Please floss and brush, by all means. It’s still good for your teeth and gums. But don’t imagine that you’re going to ward off heart disease in the process.

Please floss and brush, by all means. It's still good for your teeth and gums.

But don't imagine that you're going to ward off heart disease in the process.

That's the message of a new "scientific statement" from an expert committee of the American Heart Association, which analyzed more than 500 papers and articles on the topic.

The idea that periodontal disease might impair the cardiovascular system dates back more than a century, according to the statement, published in the journal Circulation, and the hypothesis had a resurgence beginning about 20 years ago. Indeed, people with bad gums are more likely to have strokes, heart attacks, and hardening of the arteries.

But for now, there is no evidence that one causes the other, the committee wrote. The apparent reason for the link is that both have other risk factors in common, such as cigarette smoking, age, and type 2 diabetes.

Dentists appear to be comfortable with the new conclusions. The American Dental Association's Council on Scientific Affairs endorsed the heart association's report.

It is still possible that new evidence will show gum disease contributes to cardiovascular disease, but further study would be needed, said cardiologist Ann F. Bolger, cochair of the committee that wrote the statement.

"Always have an open mind to learn something new if there's better data tomorrow," said Bolger, a professor at the University of California, San Francisco. "But right now, and having looked at it very carefully and fairly exhaustively, we can't support any causal relationship."

Gum disease was thought to contribute to heart disease in several possible ways. Gum inflammation could contribute to overall bodily inflammation, or bacteria from the mouth could spread and somehow damage the circulatory system.

A better explanation may be simply that people who take poor care of their oral health may also take poor care of their cardiovascular health, said committee cochair Peter Lockhart, a professor of oral medicine at the Carolinas Medical Center in Charlotte, N.C.

**DATA PROVIDED:**
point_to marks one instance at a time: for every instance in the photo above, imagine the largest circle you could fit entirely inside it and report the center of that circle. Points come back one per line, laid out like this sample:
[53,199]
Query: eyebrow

**WORK INSTRUCTION 1:** Which risk factors does the gum disease article say periodontal disease and cardiovascular disease have in common?
**WORK INSTRUCTION 2:** According to the gum disease article, why are people with bad gums more likely to have strokes, heart attacks, and hardening of the arteries, if one condition doesn't cause the other?
**WORK INSTRUCTION 3:** In the gum disease article, which journal published the American Heart Association's statement?
The lines have nothing to do with the gum disease article.

**YOUR SOLUTION 1:** Cigarette smoking, age, and type 2 diabetes.

**YOUR SOLUTION 2:** Both conditions share other risk factors, such as cigarette smoking, age, and type 2 diabetes. Peter Lockhart adds that people who take poor care of their oral health may also take poor care of their cardiovascular health.

**YOUR SOLUTION 3:** Circulation.